§ Aim of the task: Convert the lines beginning with the one that contains "Goal: detect glossy" and continuing through the last line into a Markdown table with two columns, Row for a row number and Line for the line itself, leaving out any blank lines.

─── Available records

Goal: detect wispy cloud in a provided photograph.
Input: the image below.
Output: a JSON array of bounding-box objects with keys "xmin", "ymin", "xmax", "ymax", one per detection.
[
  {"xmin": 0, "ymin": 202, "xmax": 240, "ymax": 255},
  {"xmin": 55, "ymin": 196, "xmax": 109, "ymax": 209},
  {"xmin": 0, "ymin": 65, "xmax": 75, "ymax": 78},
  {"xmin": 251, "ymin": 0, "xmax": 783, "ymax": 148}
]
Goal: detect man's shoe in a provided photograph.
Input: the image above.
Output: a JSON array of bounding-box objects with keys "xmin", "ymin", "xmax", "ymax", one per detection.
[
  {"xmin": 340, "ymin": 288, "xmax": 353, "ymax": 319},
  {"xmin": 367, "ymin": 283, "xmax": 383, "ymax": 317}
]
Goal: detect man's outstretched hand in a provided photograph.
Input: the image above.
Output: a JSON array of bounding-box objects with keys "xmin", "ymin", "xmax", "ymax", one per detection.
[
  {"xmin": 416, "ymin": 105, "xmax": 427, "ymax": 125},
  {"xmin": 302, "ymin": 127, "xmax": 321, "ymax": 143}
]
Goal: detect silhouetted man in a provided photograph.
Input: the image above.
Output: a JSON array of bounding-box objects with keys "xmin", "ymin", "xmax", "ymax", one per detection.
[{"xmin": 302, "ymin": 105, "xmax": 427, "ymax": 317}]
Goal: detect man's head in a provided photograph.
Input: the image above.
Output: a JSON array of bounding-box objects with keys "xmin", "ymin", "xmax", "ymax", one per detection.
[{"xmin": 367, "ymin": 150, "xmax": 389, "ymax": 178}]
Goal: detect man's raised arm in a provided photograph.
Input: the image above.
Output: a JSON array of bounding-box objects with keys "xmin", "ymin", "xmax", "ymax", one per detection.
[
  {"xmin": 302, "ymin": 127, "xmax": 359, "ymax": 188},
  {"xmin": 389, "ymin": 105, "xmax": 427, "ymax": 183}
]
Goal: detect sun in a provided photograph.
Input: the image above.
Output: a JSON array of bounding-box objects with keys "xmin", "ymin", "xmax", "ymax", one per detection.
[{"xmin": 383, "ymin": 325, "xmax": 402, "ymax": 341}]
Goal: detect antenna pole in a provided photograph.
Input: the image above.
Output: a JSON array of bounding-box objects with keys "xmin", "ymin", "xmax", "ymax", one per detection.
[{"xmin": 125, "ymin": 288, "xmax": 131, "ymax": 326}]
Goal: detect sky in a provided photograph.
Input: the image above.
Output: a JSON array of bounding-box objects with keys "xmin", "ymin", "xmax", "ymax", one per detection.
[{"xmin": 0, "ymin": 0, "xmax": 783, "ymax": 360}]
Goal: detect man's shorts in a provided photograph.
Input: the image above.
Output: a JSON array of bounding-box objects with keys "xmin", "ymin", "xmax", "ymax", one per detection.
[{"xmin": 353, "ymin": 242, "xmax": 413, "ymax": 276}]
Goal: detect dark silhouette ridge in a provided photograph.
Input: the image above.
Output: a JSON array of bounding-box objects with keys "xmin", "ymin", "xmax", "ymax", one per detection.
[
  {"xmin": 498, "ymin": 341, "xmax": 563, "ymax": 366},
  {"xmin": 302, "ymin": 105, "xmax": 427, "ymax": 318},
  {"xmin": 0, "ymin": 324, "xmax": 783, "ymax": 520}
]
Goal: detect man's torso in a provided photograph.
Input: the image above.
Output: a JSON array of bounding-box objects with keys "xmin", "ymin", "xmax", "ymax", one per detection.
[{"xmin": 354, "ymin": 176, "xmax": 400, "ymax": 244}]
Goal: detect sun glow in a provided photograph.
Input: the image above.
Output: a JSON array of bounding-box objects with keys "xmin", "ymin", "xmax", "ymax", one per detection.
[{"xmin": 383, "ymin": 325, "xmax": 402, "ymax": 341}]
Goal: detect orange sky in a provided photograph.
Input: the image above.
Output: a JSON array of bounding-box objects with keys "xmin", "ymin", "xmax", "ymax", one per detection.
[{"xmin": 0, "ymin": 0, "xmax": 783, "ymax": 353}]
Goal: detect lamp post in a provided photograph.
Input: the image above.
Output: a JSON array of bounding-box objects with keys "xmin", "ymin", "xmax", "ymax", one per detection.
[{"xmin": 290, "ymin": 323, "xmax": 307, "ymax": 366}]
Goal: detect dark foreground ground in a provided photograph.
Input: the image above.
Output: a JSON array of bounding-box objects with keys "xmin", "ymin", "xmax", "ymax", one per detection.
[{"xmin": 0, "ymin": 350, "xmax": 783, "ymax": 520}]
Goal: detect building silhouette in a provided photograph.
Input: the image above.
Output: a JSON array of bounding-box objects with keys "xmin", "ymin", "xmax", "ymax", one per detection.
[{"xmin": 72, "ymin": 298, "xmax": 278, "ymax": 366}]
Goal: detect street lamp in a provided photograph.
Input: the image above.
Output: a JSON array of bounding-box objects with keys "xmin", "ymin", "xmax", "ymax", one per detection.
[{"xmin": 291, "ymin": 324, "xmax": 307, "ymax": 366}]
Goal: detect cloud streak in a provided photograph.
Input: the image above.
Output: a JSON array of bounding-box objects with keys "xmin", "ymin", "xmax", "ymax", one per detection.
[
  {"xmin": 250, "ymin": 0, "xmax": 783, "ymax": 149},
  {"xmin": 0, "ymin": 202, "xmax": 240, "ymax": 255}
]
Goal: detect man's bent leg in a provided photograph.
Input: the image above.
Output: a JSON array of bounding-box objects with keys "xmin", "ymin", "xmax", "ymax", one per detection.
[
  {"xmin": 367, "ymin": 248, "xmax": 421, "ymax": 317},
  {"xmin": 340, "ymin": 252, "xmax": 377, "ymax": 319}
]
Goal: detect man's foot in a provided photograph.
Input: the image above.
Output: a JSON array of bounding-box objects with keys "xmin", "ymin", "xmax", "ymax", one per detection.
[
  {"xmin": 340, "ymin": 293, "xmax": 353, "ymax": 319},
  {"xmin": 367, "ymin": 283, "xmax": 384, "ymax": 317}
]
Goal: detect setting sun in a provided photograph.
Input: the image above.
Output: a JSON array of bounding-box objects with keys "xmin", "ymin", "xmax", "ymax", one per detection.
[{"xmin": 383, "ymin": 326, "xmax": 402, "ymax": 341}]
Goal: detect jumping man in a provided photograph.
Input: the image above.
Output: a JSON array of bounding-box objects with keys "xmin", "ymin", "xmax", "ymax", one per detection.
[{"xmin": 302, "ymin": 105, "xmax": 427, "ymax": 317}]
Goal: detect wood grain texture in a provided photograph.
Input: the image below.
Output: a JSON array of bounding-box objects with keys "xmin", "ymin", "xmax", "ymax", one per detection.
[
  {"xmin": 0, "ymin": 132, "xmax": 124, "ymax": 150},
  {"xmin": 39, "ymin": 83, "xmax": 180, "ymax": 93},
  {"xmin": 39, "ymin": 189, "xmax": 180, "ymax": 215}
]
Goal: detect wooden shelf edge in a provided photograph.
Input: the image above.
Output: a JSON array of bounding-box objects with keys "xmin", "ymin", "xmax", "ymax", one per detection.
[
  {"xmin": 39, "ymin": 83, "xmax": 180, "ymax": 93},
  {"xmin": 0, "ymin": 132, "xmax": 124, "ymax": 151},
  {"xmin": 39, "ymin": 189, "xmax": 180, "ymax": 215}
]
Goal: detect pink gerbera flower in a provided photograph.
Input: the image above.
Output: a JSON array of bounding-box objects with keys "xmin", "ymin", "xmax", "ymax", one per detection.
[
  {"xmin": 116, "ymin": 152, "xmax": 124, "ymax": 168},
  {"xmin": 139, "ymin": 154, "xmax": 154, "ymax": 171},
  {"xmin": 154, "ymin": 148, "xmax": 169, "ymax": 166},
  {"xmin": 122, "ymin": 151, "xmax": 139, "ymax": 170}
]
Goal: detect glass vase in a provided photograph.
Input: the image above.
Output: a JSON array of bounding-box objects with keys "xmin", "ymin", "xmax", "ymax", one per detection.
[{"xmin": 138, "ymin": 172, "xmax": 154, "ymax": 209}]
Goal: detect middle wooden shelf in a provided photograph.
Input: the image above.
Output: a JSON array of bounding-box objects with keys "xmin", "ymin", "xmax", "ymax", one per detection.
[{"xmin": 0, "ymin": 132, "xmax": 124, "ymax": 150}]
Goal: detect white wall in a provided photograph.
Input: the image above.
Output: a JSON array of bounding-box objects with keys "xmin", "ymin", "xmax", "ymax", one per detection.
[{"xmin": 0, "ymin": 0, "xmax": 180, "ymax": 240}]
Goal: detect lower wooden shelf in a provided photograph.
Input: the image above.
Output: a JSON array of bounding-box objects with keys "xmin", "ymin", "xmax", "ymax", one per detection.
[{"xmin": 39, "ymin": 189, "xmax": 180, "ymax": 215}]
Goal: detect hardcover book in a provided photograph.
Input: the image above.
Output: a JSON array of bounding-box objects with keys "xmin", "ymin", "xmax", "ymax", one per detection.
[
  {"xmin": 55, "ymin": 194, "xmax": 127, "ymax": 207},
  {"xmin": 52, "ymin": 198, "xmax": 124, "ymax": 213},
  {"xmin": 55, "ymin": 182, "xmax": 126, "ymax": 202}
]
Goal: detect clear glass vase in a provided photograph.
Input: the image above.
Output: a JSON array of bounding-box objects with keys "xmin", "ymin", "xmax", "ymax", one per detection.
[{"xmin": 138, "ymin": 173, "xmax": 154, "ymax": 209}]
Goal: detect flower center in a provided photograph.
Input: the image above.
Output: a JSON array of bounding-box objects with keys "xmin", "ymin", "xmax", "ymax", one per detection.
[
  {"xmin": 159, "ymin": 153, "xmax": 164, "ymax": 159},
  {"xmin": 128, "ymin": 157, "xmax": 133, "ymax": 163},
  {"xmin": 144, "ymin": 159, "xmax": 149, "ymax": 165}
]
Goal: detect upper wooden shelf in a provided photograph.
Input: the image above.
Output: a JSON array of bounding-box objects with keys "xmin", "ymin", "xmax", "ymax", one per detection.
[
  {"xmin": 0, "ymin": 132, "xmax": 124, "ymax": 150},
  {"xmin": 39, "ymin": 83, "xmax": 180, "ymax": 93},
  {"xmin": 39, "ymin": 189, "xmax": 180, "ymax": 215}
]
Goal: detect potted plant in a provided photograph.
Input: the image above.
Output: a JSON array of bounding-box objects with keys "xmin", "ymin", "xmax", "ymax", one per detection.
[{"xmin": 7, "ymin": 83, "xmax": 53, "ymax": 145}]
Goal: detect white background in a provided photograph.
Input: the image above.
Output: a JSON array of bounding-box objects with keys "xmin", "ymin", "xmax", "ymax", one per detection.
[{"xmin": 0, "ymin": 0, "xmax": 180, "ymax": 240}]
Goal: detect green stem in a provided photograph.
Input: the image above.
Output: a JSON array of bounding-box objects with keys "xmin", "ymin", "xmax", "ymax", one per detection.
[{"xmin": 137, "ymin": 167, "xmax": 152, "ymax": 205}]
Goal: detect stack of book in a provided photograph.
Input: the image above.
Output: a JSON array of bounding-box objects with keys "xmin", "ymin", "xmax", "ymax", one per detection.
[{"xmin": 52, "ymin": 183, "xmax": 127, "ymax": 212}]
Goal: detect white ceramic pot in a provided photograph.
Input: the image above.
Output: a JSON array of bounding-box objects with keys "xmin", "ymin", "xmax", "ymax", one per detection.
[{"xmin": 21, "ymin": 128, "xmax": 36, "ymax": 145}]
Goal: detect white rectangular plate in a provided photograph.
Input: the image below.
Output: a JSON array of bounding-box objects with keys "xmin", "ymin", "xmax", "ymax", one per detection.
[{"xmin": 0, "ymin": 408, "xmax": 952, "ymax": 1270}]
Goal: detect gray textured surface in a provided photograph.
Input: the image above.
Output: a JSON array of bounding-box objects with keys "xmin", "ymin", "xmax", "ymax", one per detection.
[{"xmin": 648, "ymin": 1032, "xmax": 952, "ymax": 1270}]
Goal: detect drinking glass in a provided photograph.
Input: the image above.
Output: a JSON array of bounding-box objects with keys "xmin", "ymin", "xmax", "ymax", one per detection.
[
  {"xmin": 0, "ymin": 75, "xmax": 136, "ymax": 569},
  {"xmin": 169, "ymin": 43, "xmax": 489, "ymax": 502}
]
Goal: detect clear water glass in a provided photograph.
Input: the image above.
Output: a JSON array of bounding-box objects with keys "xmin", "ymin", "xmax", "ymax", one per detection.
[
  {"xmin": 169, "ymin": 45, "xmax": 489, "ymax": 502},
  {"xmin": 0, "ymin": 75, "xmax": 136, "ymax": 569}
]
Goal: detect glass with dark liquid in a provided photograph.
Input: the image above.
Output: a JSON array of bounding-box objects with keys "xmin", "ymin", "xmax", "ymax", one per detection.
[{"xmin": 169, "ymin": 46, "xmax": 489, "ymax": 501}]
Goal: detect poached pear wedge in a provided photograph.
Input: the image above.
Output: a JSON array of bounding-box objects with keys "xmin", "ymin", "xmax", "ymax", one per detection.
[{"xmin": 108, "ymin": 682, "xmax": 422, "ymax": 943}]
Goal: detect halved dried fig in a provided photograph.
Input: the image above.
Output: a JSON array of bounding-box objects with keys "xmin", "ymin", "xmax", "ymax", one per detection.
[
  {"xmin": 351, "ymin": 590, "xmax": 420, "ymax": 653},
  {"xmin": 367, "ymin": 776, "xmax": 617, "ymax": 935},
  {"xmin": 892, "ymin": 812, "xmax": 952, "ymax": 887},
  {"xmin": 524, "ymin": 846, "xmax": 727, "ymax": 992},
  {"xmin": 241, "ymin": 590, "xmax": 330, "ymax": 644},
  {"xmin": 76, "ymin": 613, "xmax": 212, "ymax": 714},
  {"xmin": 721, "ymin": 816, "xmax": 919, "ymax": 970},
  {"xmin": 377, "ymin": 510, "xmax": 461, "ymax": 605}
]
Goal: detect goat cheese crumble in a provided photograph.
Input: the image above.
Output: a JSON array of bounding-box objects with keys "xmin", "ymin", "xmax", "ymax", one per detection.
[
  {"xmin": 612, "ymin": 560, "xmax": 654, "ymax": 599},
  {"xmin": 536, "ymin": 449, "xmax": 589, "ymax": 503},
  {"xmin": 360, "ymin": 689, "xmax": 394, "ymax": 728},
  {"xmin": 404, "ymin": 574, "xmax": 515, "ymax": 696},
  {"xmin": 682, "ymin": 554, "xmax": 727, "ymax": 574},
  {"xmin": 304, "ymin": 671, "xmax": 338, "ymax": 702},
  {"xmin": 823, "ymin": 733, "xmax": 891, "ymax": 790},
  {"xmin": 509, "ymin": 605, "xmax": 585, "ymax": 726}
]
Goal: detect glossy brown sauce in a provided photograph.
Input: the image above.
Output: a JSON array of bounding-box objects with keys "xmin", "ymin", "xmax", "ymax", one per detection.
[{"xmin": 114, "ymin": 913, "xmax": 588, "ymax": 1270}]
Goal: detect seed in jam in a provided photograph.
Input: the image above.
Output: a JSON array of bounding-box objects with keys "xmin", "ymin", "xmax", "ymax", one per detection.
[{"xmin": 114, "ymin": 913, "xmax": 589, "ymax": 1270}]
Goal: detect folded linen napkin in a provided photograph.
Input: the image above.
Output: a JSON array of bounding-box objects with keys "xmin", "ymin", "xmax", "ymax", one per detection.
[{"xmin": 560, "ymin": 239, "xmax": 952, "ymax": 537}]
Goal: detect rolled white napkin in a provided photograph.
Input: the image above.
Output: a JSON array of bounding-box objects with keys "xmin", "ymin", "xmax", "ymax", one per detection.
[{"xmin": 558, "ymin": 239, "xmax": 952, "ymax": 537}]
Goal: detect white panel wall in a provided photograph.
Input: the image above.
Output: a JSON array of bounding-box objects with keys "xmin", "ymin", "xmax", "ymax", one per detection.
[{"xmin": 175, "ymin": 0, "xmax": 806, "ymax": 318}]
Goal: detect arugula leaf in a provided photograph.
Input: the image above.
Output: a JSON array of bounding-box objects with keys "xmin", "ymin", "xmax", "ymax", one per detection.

──────

§ Expected answer:
| Row | Line |
|---|---|
| 1 | Goal: detect glossy brown sauce in a provided photograph. |
| 2 | Input: the image above. |
| 3 | Output: a JSON array of bounding-box objects with keys "xmin", "ymin", "xmax", "ymax", one per detection. |
| 4 | [{"xmin": 114, "ymin": 913, "xmax": 588, "ymax": 1270}] |
| 5 | Goal: detect seed in jam in a provided photograph. |
| 6 | Input: the image above. |
| 7 | Output: a JSON array of bounding-box objects with keys "xmin", "ymin", "xmax", "ymax", one per detection. |
| 8 | [{"xmin": 114, "ymin": 913, "xmax": 589, "ymax": 1270}] |
| 9 | Goal: detect folded linen napkin in a provided photograph. |
| 10 | Input: the image above. |
| 11 | Output: a JSON array of bounding-box objects with keys "xmin", "ymin", "xmax", "ymax", one per detection. |
| 12 | [{"xmin": 560, "ymin": 239, "xmax": 952, "ymax": 537}] |
| 13 | Goal: detect rolled white napkin in a provided photograph. |
| 14 | Input: the image above. |
| 15 | Output: a JSON array of bounding-box objects with keys "xmin", "ymin", "xmax", "ymax", one per detection. |
| 16 | [{"xmin": 558, "ymin": 239, "xmax": 952, "ymax": 537}] |
| 17 | Goal: detect white panel wall in a provided photograph. |
| 18 | Input: the image above. |
| 19 | Output: a JSON array of bounding-box objects with keys "xmin", "ymin", "xmax", "ymax", one per detection. |
| 20 | [{"xmin": 175, "ymin": 0, "xmax": 806, "ymax": 318}] |
| 21 | Goal: detect arugula leaf in a provided photograph. |
| 22 | Input: the image above. |
| 23 | Output: a JSON array of bounding-box objects with keys "xmin", "ymin", "xmax", "ymax", one per detection. |